→ Directions
Please answer from the New Great Game text: with what agreement is the original Great Game traditionally seen as ending?

→ Text
══════════

= New Great Game =

Journalistic term for predicted conflict over central Asian resources

New Great Game describes a renewed geopolitical interest in Central Asia.

The original Great Game was the 19th-century political and diplomatic competition between the British and Russian empires for territory and influence among Central Asian states. The term entered into widespread use following the Soviet invasion of Afghanistan in 1979.

==History==

=== Continuation of Great Game or Second Great Game ===
The "original" Great Game is traditionally seen as ending with the Anglo-Russian Convention of 1907, when the British and Russian Empires had formally defined their frontiers and ended their rivalry over Afghanistan, Persia, and Tibet. In 1987, Karl E. Meyer wrote that the Great Game continued after 1907, citing the Russian involvement against the Persian Constitutional Revolution; Russia was supported by the United Kingdom in this endeavour.

Some historians view events from the Russian Civil War and Soviet wars in Asia in the Interwar period, and categorize them as a continuation of the original Great Game, or as a second Great Game up to the mid-20th century. According to Morris, in a review of a history book by Meyer and Brysac,the Raj more or less bows out, the Tsar is removed and the Great Game is diffused into a miasmic free-for-all among the states. Now Americans, Germans, Chinese and Soviet Russians throw themselves into the power vacuum of Central Asia, to many theorists the heartland of the world, and riddled with symbolism.Historian David Noack writes that the Great Game resumed from 1919 to 1933 as a conflict between the United Kingdom and the Soviet Union, with the Weimar Republic and Japan as additional players. Noack calls it a "Second Tournament of Shadows" over the territory composing the border of British India, China, the Soviet Union and Japanese Manchuria. To the United Kingdom, the Germans appeared to be a secret Soviet ally. In 1933–1934, it "ended with Mongolia, Soviet Central Asia, Tannu-Tuva and Xinjiang isolated from non-Soviet influence."

══════════

→ Data extract

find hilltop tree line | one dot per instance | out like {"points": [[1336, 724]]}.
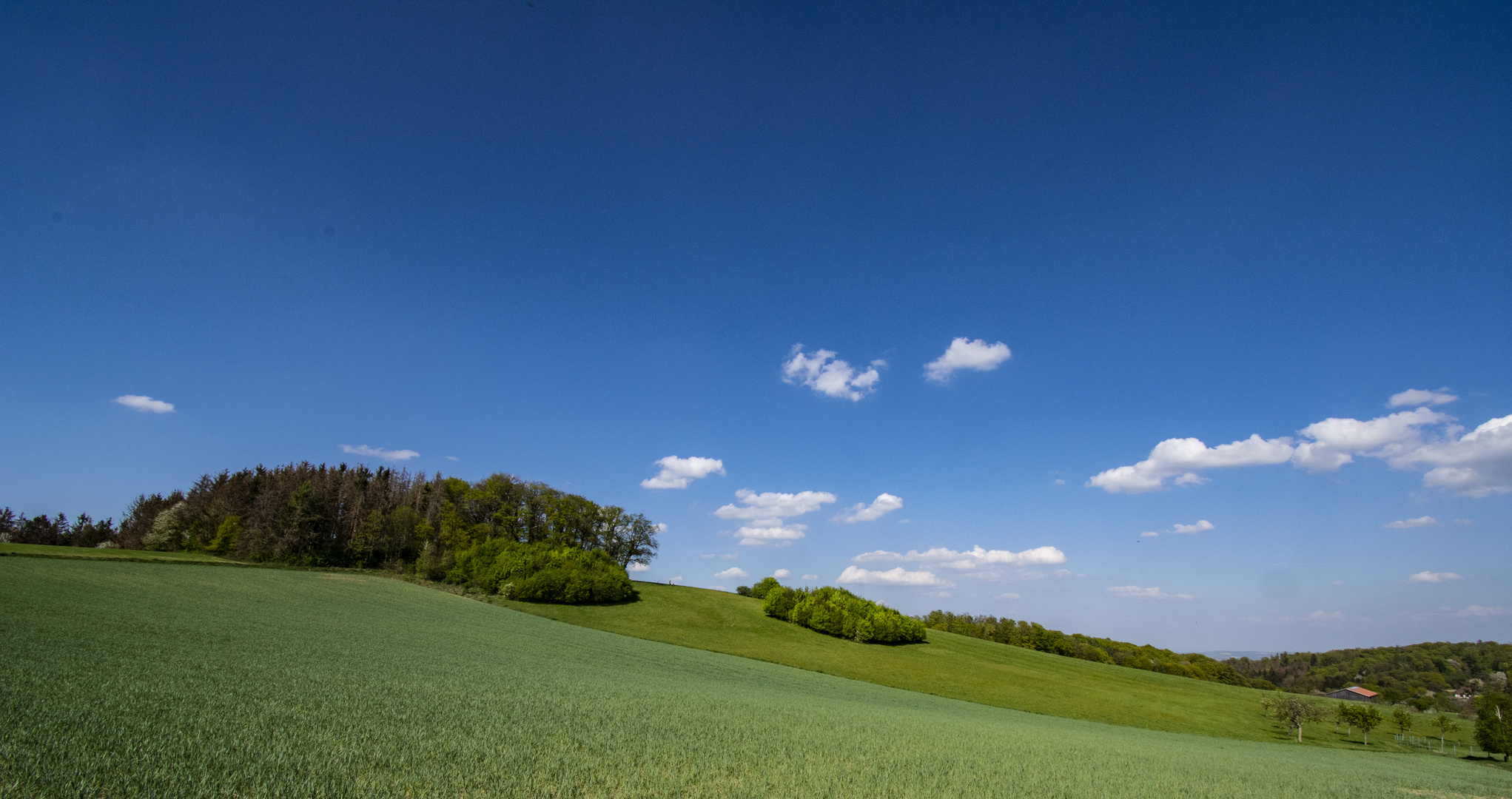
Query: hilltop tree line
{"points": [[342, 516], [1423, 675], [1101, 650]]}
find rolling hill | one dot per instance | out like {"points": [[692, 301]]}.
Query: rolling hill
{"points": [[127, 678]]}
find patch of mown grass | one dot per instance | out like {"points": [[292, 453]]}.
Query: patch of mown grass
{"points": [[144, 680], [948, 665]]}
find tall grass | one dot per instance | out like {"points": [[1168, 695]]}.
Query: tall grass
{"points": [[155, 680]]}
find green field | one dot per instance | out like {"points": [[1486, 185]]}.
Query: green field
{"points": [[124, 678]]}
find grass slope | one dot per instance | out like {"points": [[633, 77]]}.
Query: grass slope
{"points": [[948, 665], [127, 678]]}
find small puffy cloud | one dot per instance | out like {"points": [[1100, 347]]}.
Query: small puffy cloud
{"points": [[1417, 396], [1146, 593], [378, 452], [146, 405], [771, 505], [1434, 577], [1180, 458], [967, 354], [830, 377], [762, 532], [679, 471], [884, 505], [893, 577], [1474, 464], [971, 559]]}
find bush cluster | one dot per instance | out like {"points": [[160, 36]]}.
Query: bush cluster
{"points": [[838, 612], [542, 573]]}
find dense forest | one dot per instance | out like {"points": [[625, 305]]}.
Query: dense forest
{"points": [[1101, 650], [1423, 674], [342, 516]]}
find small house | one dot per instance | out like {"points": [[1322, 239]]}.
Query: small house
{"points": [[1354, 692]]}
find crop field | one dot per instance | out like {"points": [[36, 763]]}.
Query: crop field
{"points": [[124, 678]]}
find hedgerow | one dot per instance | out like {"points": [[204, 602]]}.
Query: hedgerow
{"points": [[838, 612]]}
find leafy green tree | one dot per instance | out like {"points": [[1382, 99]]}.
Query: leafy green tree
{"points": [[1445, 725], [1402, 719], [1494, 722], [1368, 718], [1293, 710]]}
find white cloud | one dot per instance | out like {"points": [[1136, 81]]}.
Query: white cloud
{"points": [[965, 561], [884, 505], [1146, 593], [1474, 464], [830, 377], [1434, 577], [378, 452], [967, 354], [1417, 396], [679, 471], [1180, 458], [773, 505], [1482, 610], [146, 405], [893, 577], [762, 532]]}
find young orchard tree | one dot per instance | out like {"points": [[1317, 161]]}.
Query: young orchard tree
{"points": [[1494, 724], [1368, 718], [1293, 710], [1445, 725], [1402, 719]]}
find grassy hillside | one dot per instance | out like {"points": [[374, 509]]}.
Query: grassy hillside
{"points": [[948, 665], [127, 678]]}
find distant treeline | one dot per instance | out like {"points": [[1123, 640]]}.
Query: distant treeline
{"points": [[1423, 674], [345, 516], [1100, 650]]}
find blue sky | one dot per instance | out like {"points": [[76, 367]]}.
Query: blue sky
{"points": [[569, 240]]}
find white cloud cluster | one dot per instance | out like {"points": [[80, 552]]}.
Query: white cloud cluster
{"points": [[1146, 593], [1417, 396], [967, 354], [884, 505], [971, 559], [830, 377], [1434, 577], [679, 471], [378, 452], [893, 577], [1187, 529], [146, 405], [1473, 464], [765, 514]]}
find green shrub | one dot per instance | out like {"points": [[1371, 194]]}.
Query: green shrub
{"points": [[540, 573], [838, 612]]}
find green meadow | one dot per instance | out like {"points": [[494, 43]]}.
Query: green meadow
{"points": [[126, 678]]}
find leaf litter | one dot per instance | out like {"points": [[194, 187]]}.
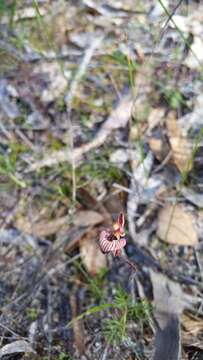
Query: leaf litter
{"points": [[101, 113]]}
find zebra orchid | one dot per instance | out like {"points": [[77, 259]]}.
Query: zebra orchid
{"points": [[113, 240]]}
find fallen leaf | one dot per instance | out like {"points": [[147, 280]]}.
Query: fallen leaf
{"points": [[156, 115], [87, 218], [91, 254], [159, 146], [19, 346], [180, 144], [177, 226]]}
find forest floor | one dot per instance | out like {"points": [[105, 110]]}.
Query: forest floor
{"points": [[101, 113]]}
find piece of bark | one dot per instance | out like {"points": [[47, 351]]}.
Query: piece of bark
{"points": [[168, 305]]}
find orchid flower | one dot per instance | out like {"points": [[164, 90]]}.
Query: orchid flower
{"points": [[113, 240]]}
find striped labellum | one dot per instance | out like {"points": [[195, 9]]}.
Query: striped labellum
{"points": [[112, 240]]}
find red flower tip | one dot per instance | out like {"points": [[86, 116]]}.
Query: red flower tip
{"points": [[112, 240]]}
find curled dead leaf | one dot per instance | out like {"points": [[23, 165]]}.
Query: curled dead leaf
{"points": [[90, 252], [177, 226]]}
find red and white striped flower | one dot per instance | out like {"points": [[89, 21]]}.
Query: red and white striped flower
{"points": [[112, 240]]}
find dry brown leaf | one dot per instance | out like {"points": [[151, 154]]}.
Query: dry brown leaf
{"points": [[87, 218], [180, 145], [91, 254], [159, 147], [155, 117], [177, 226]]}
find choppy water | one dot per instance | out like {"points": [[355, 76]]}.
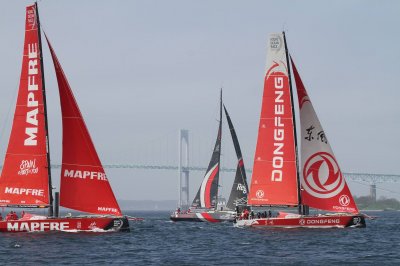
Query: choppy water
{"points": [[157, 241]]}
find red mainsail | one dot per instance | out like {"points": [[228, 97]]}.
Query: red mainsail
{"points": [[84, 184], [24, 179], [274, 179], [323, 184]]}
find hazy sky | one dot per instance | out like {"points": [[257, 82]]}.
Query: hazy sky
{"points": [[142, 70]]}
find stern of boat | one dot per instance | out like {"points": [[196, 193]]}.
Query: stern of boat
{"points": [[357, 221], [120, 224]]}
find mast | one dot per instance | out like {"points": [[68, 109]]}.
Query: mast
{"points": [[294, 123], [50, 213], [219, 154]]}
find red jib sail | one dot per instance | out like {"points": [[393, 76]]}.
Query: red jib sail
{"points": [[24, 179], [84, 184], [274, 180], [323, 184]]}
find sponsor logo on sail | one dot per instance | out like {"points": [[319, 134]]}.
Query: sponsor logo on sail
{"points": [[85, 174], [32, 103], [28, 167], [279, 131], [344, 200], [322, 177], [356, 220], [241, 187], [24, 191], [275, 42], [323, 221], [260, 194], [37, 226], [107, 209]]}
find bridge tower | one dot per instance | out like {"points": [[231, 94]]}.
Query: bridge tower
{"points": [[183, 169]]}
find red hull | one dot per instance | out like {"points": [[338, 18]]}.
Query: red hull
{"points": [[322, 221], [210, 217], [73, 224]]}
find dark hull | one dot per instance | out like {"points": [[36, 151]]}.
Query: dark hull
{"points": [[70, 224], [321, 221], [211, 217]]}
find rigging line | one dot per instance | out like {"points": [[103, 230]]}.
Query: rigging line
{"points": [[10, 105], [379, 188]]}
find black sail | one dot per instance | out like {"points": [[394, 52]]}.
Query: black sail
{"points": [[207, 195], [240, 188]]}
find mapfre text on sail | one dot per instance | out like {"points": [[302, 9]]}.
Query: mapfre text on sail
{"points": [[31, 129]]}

══════════

→ Exercise response
The Anglo-Russian Convention of 1907.